Cancer occurs from pathogenic genetic variants (formerly referred to as mutations) that involve changes in the order of the base pairs, including substitutions, deletions, additions, or shifts. Pathogenic variants can be divided into two broad categories based on the tissue from which they originate.
Somatic or acquired genomic variants are the most common cause of cancer, occurring from damage to genes in an individual cell during a person’s life. They are classified in terms of the actionability of an available effective therapy. Cancers that occur because of somatic variants are referred to as sporadic cancers. Somatic variants are not found in every cell in the body, and they are not passed from parent to child. Some common carcinogens that cause pathogenic variants include tobacco use, ultraviolet light or radiation, viruses, chemical exposures, and aging.
Germline variants are far less common, accounting for only about 5%–10% of all cancers. A germline variant occurs in a sperm cell or an egg cell and is passed directly from a parent to a child at the time of conception. As the embryo grows into a baby, the pathogenic variant from the initial sperm or egg cell is copied into every cell in the body. Because the pathogenic variant affects reproductive cells, it can pass from generation to generation.
Cancers caused by germline pathogenic variants are called inherited or hereditary. More than 50 different hereditary cancer syndromes have been identified that can be passed from one generation to the next. Family and personal histories suggestive of germline pathogenic variants include:
- Early-onset cancer (breast, colon, or endometrial cancer in people younger than 50)
- Rare cancers (breast cancer in those assigned male at birth, pancreatic cancer, pheochromocytoma, paraganglioma, medullary thyroid cancer, ovarian cancer, retinoblastoma, or metastatic or Gleason 7 or higher prostate cancer)
- Certain pathologies (triple-negative breast cancer or microsatellite unstable cancer)
- More cancers in a family than expected by chance
- More than one primary cancer in one person or bilateral cancer in a paired organ (e.g., breast cancer in both breasts)

Supplied material –

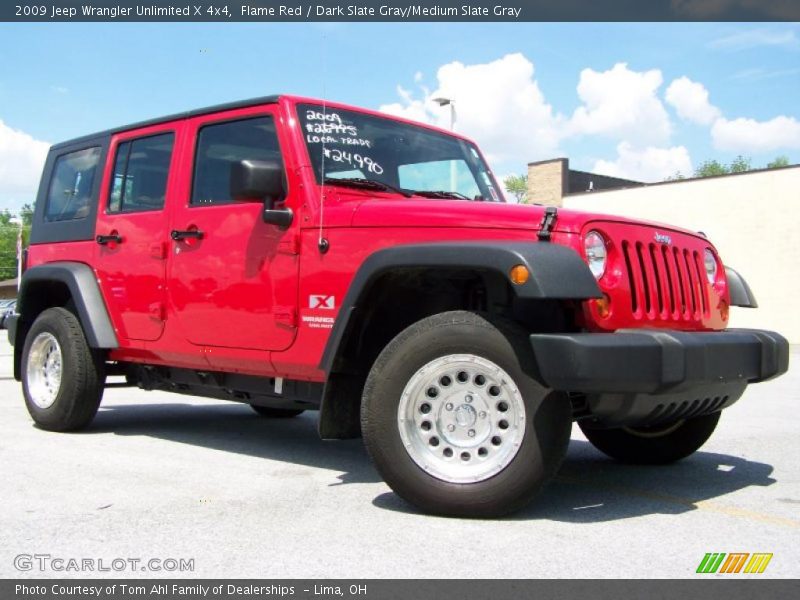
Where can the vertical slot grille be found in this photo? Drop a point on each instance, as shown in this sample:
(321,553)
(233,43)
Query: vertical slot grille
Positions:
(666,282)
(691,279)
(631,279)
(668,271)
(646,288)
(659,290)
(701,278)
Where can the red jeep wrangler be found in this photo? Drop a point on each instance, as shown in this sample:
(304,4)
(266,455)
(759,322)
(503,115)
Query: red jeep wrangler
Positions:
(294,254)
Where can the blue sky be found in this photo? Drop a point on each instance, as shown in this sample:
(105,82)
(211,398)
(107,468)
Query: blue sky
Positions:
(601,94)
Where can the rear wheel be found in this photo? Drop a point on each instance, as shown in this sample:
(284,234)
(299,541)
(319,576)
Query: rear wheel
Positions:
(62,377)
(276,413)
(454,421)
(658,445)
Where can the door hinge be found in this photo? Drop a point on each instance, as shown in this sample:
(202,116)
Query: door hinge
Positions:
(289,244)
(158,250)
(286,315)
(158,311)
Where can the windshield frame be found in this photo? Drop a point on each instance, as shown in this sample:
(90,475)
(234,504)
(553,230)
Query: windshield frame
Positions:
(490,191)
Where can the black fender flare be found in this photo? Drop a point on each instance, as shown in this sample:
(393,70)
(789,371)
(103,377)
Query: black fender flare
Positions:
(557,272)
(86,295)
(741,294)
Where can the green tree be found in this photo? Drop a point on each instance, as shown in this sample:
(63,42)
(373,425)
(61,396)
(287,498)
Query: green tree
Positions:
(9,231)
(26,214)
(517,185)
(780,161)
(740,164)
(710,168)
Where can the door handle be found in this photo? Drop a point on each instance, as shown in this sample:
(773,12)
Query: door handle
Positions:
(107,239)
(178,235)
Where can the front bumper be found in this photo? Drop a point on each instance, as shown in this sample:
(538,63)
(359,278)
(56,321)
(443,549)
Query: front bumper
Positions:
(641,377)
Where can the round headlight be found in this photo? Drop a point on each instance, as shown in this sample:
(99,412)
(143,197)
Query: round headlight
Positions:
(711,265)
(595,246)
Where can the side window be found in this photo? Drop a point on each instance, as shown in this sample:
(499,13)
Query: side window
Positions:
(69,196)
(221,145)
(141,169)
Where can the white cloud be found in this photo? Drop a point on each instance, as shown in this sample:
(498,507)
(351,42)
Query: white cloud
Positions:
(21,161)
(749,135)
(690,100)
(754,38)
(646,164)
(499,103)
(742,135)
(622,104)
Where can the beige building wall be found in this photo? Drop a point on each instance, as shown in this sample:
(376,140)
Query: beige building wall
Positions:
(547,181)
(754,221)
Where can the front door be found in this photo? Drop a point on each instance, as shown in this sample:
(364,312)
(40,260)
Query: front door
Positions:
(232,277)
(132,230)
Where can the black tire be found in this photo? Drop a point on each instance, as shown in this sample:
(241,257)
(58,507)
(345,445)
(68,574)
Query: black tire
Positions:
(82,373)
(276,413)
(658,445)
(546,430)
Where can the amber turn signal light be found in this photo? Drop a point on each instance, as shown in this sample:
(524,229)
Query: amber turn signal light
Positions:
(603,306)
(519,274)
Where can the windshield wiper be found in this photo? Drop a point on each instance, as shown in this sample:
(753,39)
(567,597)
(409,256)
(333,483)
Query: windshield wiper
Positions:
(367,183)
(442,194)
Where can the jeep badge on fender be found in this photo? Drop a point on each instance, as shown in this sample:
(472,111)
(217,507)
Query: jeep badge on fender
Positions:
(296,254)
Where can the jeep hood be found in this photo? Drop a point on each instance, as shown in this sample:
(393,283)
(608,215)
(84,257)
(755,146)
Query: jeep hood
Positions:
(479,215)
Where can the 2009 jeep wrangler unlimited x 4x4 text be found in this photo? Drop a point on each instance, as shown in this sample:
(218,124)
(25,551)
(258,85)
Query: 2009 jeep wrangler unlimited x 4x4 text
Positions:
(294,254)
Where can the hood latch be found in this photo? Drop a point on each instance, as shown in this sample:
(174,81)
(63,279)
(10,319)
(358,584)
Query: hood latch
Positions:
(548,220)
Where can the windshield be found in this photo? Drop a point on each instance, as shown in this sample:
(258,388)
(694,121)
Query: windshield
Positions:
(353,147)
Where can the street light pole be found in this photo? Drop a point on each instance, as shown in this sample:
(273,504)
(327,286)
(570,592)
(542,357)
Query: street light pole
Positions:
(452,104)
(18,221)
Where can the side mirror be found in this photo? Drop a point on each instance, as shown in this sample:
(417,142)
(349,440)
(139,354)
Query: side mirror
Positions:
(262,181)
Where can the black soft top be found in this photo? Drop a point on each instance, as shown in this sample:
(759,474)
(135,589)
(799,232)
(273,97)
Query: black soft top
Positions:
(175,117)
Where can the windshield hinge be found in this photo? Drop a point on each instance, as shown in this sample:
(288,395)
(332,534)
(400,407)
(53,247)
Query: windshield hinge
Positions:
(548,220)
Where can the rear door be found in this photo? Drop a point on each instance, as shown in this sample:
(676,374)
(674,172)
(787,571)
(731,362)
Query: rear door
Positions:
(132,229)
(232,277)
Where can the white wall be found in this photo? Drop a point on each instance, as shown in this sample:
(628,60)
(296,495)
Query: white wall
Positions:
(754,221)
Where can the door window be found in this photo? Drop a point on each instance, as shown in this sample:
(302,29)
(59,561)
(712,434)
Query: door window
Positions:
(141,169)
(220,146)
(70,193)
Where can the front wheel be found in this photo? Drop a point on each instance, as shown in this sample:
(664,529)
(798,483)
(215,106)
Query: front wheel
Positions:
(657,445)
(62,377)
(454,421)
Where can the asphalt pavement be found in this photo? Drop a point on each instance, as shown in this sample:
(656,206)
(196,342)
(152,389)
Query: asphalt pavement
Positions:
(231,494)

==

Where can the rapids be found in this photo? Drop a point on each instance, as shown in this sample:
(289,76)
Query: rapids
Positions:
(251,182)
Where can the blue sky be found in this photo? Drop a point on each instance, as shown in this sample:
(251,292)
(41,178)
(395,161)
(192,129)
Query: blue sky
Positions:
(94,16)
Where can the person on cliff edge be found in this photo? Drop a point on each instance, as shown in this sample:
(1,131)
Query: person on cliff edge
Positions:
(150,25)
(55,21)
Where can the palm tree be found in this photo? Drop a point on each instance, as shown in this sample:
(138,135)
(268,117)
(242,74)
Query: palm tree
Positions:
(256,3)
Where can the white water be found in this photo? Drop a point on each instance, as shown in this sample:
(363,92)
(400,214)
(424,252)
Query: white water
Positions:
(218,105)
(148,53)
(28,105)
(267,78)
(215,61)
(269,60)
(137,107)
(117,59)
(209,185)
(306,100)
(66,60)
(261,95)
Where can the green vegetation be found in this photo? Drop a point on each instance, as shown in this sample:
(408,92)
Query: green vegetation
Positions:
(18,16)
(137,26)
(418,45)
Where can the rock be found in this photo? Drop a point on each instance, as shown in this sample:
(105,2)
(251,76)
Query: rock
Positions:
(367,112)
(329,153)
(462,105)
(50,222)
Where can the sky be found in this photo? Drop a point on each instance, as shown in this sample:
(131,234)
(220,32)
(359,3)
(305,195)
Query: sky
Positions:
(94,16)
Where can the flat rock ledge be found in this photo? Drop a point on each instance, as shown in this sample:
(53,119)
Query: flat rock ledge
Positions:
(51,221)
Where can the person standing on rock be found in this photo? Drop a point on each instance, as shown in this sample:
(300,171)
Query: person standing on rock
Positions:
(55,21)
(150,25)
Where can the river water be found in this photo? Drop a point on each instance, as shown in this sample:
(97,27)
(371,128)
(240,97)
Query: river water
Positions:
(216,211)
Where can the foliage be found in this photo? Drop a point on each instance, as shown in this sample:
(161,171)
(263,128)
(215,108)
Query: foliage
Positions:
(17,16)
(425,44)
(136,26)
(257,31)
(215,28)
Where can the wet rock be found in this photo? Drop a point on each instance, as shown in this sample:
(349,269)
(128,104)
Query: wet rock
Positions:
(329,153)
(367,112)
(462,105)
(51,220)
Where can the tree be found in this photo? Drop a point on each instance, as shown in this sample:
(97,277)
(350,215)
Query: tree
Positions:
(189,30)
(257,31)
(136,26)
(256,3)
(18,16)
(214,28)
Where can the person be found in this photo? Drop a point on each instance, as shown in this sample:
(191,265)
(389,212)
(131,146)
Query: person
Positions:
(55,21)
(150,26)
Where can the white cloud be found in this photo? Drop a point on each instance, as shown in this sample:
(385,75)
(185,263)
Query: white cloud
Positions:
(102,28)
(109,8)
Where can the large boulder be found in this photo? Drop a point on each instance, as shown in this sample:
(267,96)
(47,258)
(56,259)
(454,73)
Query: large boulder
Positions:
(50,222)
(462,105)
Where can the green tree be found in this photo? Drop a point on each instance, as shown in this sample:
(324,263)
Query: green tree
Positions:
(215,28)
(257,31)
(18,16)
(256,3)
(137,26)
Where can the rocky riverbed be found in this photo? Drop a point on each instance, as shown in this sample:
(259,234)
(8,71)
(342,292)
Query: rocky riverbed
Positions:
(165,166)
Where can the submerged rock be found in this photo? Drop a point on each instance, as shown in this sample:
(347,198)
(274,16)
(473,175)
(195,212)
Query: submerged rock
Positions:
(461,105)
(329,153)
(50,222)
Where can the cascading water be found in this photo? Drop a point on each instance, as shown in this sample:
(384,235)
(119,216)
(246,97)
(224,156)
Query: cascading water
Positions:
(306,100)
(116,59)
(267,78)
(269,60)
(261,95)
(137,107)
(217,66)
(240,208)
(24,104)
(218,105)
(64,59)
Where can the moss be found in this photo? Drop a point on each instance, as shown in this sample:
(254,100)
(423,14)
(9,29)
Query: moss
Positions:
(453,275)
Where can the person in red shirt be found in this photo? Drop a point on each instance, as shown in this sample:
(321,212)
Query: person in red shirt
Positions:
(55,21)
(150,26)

Work instruction –
Decide whether each statement agrees with the text on cancer-causing genetic variants, and answer yes or no, quoting the deciding words: 1. Germline variants cause most cancers. 2. Somatic variants are not passed from parent to child. 3. More than 50 hereditary cancer syndromes have been identified.

Output –
1. No: "Germline variants are far less common, accounting for only about 5%–10% of all cancers."
2. Yes: "Somatic variants are not found in every cell in the body, and they are not passed from parent to child."
3. Yes: "More than 50 different hereditary cancer syndromes have been identified that can be passed from one generation to the next."